Exercise directions:
Print the following material verbatim, every line in order with nothing changed.

Stored data:
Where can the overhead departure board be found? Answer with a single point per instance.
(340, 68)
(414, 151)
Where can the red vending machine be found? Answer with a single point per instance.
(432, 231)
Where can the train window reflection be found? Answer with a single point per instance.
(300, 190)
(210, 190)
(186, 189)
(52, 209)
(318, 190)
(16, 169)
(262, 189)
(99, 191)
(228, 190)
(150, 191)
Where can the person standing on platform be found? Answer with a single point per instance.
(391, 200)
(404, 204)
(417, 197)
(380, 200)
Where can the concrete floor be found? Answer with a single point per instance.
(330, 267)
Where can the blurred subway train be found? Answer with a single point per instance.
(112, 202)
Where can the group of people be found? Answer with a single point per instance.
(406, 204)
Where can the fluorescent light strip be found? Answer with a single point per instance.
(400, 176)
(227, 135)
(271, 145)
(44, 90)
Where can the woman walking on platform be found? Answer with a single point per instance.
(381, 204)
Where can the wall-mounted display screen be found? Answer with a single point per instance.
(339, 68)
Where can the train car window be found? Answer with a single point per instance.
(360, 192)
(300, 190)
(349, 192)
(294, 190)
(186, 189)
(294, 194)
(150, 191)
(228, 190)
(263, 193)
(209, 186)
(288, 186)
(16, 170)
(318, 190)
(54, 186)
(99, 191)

Answer to the exercise:
Where can the overhead departure board be found? Answer with a single point per instance.
(340, 68)
(414, 151)
Where can the red vending machine be found? Answer with a single point per instance.
(432, 231)
Where can the train window reflection be found? Answer with a single point per instance.
(300, 190)
(210, 190)
(186, 189)
(52, 209)
(318, 190)
(16, 169)
(262, 189)
(99, 191)
(228, 190)
(150, 191)
Where can the person standing on platform be found? Answer with a single point per instance.
(391, 200)
(404, 204)
(417, 197)
(380, 200)
Where can the concrete floor be found? Answer with a single point per instance.
(330, 267)
Where can the blurred subway train be found? Answer with a single point per instance.
(112, 202)
Where can the group of people be found? Answer with a single point per instance.
(406, 204)
Where can the fluorescent light strip be found? Answer with a single point per instance.
(400, 176)
(227, 135)
(271, 145)
(44, 90)
Where can the woman walking on platform be found? Answer with a single point per instance.
(381, 204)
Where can the wall-mounted display screen be found? Answer with a single point per instance.
(339, 68)
Where can the train car window be found? Answer with a single point per instance.
(360, 192)
(300, 190)
(349, 192)
(294, 190)
(186, 189)
(294, 194)
(150, 191)
(228, 190)
(263, 193)
(209, 186)
(288, 186)
(16, 170)
(318, 190)
(54, 186)
(99, 191)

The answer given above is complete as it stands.